• **What the task asks**
From the first line to the last, give the records again exactly and skip the pictures.

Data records
=== Begin Enclosure ===

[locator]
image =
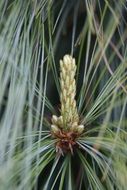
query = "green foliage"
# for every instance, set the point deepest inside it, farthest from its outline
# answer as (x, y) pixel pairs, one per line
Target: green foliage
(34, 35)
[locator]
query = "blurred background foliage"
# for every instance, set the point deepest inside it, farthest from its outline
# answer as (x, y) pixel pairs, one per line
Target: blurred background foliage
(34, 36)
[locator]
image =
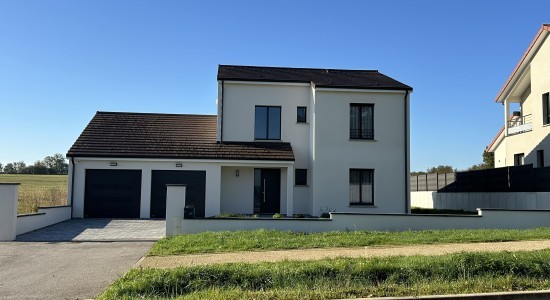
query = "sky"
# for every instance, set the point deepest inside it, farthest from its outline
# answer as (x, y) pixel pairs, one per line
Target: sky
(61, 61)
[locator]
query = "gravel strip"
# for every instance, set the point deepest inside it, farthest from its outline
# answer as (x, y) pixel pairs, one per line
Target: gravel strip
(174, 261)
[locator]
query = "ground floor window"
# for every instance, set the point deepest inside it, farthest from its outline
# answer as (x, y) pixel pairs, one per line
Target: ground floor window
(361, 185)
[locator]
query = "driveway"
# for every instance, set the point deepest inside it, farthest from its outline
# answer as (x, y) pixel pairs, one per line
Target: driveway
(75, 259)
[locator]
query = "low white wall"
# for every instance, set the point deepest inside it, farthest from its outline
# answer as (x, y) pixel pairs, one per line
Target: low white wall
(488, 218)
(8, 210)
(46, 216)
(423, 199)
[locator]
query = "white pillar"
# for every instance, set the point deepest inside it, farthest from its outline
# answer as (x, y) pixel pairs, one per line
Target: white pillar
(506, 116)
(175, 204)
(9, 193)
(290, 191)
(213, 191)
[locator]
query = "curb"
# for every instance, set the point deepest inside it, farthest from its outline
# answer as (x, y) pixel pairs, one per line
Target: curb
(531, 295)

=== End Enclosure ===

• **Response area**
[locator]
image =
query = "green foliage"
# for every instance, set the point deepest inside it, farthest from its outline
# answer as (x, y) pixel pairs, one per line
Target: green foliage
(34, 35)
[locator]
query = "blurred background foliage"
# for every instance, set the point deepest inside it, farthest from its outline
# answer as (x, y) pixel pairs, one per line
Target: blurred background foliage
(34, 36)
[locator]
image =
query = "sky"
# for every instance, set the point deepest inside it, farthest from its outline
# answer as (x, y) pixel pairs, one per line
Target: sky
(61, 61)
[locator]
query = "gravel strip"
# for every instance, set the point deepest inside it, farthest from its outline
# answer as (x, y) pixel pairs, one per line
Target: gravel strip
(174, 261)
[locator]
query = "ground floor window"
# for every instance, set the point deepest inside it, farthest from its outline
# answer as (x, y) pixel pairs, one per line
Target: ground floor window
(361, 185)
[locator]
query = "driveway"
# for every instance, set the point deepest inside it, farthest from its outline
# answer as (x, y) pixel pairs, one per line
Target: driveway
(75, 259)
[locator]
query = "low white wall"
# for every instance, set the point deepest inside it, farthest from its outline
# answer as (x, y) pixel pairs, one per line
Target: low white wall
(488, 218)
(8, 210)
(46, 216)
(423, 199)
[locator]
query = "white pillar"
# for every instance, set the point deepest inside it, farthest from its outline
# answer as (x, y) pixel pairs, one per line
Target: white pillar
(506, 116)
(175, 204)
(9, 193)
(290, 191)
(213, 191)
[locator]
query = "curb"
# for every instance, set the point deepest inside it, farthest from its outline
# answer as (x, y) pixel pairs, one per line
Target: curb
(531, 295)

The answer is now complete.